**DO THIS:**
Convert every one of the rows below into a numbered list, omitting any blank lines.

**EXCERPTED DATA:**

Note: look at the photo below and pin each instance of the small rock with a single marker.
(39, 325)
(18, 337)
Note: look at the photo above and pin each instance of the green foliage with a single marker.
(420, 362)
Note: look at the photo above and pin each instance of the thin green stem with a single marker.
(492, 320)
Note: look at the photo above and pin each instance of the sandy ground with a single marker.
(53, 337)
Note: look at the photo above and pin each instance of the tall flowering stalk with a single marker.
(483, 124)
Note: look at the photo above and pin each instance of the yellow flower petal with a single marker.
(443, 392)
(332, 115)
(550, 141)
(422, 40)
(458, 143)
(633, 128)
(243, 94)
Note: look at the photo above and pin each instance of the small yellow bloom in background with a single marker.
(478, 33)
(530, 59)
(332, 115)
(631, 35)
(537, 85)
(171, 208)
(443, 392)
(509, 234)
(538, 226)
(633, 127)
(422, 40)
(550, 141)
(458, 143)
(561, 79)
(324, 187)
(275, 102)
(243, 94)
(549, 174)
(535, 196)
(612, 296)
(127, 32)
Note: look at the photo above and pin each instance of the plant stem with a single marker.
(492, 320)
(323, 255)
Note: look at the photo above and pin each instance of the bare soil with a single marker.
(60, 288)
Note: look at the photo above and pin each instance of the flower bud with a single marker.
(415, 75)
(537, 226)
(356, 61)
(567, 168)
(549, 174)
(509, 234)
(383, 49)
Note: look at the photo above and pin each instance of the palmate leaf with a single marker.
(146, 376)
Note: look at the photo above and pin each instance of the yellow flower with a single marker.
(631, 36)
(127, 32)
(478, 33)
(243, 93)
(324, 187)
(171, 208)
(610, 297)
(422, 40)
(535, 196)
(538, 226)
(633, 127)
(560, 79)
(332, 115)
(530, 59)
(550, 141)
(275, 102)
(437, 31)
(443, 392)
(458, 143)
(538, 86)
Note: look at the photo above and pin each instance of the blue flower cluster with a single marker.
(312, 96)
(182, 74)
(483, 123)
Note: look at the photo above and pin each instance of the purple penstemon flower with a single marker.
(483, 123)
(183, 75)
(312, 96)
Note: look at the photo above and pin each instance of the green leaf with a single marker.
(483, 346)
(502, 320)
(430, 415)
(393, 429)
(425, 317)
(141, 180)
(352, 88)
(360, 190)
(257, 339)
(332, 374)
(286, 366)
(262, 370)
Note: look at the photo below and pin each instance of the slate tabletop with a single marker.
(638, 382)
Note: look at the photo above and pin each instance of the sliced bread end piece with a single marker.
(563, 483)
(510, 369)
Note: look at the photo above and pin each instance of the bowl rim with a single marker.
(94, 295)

**FULL SOLUTION:**
1. Note: look at the photo below and pin each instance of the small rock with a single marker.
2. (39, 325)
3. (18, 337)
4. Note: look at the photo above and pin each instance of the green foliage with a single marker.
5. (420, 362)
6. Note: look at the photo above and pin each instance of the thin green stem with a single marker.
7. (492, 320)
8. Note: look at the photo above and pin each instance of the sandy ground with a single marker.
9. (53, 337)
10. Note: look at the photo above and pin each instance of the tall flowering stalk with a single marker.
11. (483, 124)
12. Note: look at the photo above and pin each instance of the yellow flower petal with a single marker.
13. (443, 392)
14. (332, 115)
15. (550, 141)
16. (422, 40)
17. (458, 143)
18. (633, 128)
19. (243, 94)
20. Note: look at the photo above and pin each instance of the small yellow bloom in background with a single marker.
21. (478, 33)
22. (530, 59)
23. (332, 115)
24. (631, 35)
25. (537, 85)
26. (171, 208)
27. (443, 392)
28. (509, 234)
29. (538, 226)
30. (633, 127)
31. (422, 40)
32. (550, 141)
33. (458, 143)
34. (561, 79)
35. (324, 187)
36. (275, 102)
37. (243, 94)
38. (549, 174)
39. (535, 196)
40. (612, 296)
41. (127, 32)
42. Note: look at the photo above and pin each instance of the plant stem with a single marker.
43. (492, 320)
44. (323, 255)
45. Note: look at the photo above and pin each instance of the bare soil with a single marker.
46. (60, 288)
47. Note: look at the photo above and pin each instance of the flower bud with a single marker.
48. (415, 75)
49. (537, 226)
50. (356, 61)
51. (567, 168)
52. (549, 174)
53. (509, 234)
54. (383, 49)
55. Note: look at the photo above and pin each instance of the palmate leaf with a single marker.
56. (146, 376)
57. Note: look at the photo above and pin each instance of the yellow flower with a single marker.
58. (631, 36)
59. (127, 32)
60. (478, 33)
61. (243, 93)
62. (324, 187)
63. (171, 208)
64. (610, 297)
65. (422, 40)
66. (535, 196)
67. (538, 226)
68. (633, 127)
69. (560, 79)
70. (332, 115)
71. (530, 59)
72. (550, 141)
73. (275, 102)
74. (437, 31)
75. (443, 392)
76. (458, 143)
77. (538, 86)
78. Note: look at the photo above and pin each instance of the blue flower cluster with a single marker.
79. (312, 96)
80. (182, 74)
81. (483, 123)
82. Note: look at the photo above and pin each instance of the purple penstemon flower with a single marker.
83. (483, 123)
84. (183, 75)
85. (312, 96)
86. Note: look at the photo above and pin each instance of the green leaf with a single marker.
87. (483, 346)
88. (502, 320)
89. (430, 415)
90. (393, 429)
91. (425, 317)
92. (141, 180)
93. (352, 88)
94. (360, 190)
95. (257, 339)
96. (332, 374)
97. (286, 366)
98. (262, 370)
99. Note: look at the photo below and pin each instance of the slate tabletop with a single marker.
100. (638, 382)
101. Note: look at the photo above and pin each instance of the sliced bread end piece with a single marker.
102. (563, 483)
103. (510, 369)
104. Note: look at the photo above and pin each instance of the bowl rim with a single marker.
105. (94, 295)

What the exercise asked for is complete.